[BEGIN]
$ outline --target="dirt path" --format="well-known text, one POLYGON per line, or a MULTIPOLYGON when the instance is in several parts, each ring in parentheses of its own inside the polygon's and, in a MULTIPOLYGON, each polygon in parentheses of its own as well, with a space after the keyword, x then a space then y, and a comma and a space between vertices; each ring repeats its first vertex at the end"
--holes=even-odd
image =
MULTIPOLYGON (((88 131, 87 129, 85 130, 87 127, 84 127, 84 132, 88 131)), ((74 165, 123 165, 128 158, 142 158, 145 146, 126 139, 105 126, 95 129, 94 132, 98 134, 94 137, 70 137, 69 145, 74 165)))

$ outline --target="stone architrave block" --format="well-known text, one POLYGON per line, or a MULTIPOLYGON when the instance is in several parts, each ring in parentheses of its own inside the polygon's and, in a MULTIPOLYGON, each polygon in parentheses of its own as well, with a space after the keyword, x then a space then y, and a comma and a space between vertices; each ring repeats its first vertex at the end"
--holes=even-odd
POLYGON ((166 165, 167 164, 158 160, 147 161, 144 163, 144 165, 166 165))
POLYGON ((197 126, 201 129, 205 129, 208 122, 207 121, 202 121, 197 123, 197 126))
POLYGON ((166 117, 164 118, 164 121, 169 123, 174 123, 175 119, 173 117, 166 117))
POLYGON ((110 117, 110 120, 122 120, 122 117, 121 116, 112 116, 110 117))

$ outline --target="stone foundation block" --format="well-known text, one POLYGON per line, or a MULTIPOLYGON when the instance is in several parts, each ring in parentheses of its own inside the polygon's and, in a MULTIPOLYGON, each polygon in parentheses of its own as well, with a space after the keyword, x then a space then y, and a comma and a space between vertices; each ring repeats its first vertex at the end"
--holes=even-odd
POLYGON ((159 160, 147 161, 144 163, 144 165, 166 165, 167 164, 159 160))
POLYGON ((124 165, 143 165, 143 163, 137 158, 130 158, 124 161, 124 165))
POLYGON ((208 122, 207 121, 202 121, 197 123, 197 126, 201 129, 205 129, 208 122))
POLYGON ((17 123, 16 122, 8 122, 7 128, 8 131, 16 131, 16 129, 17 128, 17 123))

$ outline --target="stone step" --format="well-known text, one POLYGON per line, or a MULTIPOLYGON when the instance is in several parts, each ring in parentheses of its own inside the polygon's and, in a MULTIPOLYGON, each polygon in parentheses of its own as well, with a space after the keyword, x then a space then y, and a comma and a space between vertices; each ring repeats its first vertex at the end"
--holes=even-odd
[END]
Aim of the task
Reproduce the stretch of data from its start through the line containing "MULTIPOLYGON (((88 131, 87", keeping every line. Increase each coordinate in the outline by 69 and leave all other text unchanged.

Expected answer
$ outline --target="dirt path" --format="well-known text, one POLYGON per line, or a MULTIPOLYGON when the instance is in several parts, each ring in parentheses of its own inside the polygon's and, in a MULTIPOLYGON, each polygon in parentheses of its own as well, with a space after the keyword, x then a space then y, and a comma and a space between vertices; each ring repeats its first vertex at the end"
--holes=even-odd
image =
MULTIPOLYGON (((157 200, 156 198, 154 199, 156 196, 153 196, 153 201, 157 200)), ((143 234, 192 234, 197 227, 211 227, 214 215, 195 208, 174 195, 164 198, 163 201, 167 203, 163 206, 139 206, 138 214, 143 234)))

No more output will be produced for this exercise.